*** RECORDS SUPPLIED ***

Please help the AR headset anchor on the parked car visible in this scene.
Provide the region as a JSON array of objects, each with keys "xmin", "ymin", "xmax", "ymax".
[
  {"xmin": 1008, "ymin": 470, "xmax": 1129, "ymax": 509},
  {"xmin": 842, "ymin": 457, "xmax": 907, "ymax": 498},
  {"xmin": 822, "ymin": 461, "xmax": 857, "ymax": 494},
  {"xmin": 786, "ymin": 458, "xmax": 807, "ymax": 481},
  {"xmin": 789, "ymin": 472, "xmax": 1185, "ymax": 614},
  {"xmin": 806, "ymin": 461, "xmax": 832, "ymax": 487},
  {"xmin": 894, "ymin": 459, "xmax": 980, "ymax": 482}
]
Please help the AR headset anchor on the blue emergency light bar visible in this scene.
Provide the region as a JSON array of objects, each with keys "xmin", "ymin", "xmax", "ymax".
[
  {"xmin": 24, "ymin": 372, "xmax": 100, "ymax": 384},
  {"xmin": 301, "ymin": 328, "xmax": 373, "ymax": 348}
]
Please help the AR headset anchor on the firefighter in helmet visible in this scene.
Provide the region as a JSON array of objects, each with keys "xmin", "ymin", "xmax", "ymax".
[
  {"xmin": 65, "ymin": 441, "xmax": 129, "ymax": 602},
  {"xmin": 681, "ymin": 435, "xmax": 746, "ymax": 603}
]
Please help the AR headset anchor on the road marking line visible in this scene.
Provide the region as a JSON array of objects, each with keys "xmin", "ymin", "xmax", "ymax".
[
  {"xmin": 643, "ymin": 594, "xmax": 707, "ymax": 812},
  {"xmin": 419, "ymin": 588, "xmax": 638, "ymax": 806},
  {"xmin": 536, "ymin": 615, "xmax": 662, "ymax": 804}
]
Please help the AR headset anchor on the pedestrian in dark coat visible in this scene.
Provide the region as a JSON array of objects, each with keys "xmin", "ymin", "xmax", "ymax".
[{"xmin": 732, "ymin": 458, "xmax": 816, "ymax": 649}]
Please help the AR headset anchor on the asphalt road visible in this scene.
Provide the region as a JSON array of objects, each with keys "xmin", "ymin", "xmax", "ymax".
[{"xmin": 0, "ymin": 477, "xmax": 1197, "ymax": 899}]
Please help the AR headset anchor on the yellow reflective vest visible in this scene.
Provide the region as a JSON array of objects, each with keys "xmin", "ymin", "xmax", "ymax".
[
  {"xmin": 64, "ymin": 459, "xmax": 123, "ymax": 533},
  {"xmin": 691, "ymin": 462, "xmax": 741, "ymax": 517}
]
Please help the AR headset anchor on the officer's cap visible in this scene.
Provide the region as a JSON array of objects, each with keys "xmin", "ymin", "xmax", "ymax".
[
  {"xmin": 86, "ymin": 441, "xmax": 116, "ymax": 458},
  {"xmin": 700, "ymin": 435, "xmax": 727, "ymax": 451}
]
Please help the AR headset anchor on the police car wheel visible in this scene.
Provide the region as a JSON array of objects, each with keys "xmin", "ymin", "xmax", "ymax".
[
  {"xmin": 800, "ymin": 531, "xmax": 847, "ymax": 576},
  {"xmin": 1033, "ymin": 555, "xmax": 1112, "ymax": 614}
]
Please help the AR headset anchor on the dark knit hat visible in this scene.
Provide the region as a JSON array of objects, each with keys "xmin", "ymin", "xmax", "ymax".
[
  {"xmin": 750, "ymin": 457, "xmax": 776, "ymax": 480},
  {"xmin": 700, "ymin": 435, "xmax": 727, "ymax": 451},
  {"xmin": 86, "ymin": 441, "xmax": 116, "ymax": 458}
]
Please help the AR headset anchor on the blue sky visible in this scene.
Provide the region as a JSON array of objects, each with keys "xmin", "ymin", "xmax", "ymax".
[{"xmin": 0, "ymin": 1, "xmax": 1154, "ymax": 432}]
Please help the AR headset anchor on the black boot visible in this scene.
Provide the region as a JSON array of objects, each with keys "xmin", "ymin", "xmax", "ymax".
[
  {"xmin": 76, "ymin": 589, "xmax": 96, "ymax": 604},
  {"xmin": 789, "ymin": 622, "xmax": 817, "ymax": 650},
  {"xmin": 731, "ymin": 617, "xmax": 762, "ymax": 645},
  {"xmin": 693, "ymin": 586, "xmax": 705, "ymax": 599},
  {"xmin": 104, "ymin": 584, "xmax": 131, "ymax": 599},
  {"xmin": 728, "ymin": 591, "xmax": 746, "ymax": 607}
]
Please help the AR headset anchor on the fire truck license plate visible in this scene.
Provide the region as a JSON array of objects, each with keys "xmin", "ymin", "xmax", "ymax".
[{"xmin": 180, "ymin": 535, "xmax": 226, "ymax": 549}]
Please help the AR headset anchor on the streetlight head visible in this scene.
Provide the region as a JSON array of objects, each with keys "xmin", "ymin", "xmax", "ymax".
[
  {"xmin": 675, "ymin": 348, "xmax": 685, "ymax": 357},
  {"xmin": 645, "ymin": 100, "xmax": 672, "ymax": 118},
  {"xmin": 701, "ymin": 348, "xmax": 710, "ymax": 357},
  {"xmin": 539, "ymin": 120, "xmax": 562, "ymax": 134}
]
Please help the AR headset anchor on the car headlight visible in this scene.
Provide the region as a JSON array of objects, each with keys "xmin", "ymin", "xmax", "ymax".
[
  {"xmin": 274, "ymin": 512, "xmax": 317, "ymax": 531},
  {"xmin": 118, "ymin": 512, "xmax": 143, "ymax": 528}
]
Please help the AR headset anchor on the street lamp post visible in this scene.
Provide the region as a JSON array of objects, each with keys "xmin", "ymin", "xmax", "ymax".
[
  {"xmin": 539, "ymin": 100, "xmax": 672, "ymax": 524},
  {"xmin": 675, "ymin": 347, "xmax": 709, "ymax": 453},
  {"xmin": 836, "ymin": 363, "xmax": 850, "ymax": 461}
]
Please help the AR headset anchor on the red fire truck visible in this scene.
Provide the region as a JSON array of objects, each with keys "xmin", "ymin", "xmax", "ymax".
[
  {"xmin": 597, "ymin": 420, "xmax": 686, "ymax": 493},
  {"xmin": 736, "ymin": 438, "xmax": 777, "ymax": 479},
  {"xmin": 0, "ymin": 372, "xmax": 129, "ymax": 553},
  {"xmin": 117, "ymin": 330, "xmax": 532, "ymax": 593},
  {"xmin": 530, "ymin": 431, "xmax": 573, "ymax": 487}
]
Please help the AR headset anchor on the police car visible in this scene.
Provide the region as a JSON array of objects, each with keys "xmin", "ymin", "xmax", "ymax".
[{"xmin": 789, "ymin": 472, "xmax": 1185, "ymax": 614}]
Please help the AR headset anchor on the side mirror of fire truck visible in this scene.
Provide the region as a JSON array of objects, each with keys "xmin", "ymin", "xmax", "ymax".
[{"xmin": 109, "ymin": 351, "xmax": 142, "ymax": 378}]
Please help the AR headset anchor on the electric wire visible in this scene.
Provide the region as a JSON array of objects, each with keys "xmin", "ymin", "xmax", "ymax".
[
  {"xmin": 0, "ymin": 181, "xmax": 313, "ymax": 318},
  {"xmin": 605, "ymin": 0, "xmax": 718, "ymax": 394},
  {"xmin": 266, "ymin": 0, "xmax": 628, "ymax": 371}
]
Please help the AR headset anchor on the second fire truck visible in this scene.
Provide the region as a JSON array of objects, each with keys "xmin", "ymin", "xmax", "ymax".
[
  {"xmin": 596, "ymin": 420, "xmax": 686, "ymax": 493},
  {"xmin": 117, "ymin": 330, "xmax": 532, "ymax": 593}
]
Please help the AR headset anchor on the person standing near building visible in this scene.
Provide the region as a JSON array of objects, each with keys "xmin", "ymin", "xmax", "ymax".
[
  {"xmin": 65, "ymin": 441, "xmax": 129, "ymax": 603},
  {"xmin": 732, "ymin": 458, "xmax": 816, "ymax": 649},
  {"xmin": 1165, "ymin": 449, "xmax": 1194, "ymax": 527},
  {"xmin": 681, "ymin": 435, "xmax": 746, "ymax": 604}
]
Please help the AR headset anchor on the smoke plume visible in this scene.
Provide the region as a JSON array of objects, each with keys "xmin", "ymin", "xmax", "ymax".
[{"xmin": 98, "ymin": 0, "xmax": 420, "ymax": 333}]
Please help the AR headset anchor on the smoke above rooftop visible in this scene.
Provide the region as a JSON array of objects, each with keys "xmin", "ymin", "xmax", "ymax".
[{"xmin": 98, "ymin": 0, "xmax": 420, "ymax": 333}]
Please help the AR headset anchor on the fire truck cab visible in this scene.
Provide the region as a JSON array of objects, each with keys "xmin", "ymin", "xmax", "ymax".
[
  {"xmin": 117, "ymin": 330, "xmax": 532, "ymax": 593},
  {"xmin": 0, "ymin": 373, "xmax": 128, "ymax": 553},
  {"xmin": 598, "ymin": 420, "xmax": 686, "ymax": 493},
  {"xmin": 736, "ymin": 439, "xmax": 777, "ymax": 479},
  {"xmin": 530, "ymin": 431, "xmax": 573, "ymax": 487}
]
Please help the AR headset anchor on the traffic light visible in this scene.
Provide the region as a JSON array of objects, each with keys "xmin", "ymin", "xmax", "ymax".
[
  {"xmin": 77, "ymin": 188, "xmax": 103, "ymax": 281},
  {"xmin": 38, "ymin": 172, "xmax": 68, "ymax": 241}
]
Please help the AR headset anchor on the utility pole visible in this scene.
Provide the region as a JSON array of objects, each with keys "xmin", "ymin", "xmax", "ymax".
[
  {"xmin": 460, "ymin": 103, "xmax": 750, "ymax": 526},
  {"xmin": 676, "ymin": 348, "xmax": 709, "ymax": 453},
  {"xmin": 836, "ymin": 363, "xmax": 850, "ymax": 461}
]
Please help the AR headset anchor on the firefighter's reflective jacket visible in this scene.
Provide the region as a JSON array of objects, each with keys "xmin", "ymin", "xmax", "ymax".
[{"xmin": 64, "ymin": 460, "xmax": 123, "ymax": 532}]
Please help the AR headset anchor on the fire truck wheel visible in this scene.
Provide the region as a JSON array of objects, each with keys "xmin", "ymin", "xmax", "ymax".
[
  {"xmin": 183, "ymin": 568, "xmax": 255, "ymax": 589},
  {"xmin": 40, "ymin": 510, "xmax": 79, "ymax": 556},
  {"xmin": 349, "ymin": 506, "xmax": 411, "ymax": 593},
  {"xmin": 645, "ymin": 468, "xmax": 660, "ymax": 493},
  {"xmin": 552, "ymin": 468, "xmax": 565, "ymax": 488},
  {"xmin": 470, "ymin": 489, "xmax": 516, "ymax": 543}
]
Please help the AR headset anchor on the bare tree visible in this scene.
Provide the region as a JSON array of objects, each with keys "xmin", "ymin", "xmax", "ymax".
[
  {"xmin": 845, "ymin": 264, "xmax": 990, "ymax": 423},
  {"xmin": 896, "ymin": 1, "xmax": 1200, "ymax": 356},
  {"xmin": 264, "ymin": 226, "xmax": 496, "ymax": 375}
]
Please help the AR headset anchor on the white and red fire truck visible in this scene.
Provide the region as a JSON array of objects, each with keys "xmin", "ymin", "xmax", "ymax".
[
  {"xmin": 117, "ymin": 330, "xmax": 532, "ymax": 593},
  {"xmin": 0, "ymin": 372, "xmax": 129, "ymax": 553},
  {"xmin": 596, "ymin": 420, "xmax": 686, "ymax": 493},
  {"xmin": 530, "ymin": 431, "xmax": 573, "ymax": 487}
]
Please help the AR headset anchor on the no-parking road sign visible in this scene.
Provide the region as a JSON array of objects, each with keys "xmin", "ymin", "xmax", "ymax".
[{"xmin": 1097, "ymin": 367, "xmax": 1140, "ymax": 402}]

*** End of RECORDS SUPPLIED ***

> [INSTRUCTIONS FOR THE TASK]:
Through the line that contains "Please help the AR headset anchor on the firefighter in", copy the material above exactly, beginning at its first line and including nothing more.

> [RESPONSE]:
Please help the AR headset anchor on the parked car visible in this scene.
Provide the region as a JSON array of objects, each with keys "xmin", "ymin", "xmax", "ymax".
[
  {"xmin": 1008, "ymin": 470, "xmax": 1129, "ymax": 509},
  {"xmin": 842, "ymin": 457, "xmax": 907, "ymax": 498},
  {"xmin": 822, "ymin": 461, "xmax": 857, "ymax": 494},
  {"xmin": 786, "ymin": 458, "xmax": 807, "ymax": 481},
  {"xmin": 789, "ymin": 472, "xmax": 1185, "ymax": 614},
  {"xmin": 806, "ymin": 461, "xmax": 832, "ymax": 487},
  {"xmin": 894, "ymin": 459, "xmax": 980, "ymax": 482}
]
Please help the AR headset anchor on the blue emergency light bar visible in this scene.
Provide the region as a JSON array of objects, each with keys "xmin", "ymin", "xmax", "ymax".
[
  {"xmin": 24, "ymin": 372, "xmax": 100, "ymax": 384},
  {"xmin": 301, "ymin": 328, "xmax": 373, "ymax": 348}
]
Please help the AR headset anchor on the firefighter in helmet visible in this scene.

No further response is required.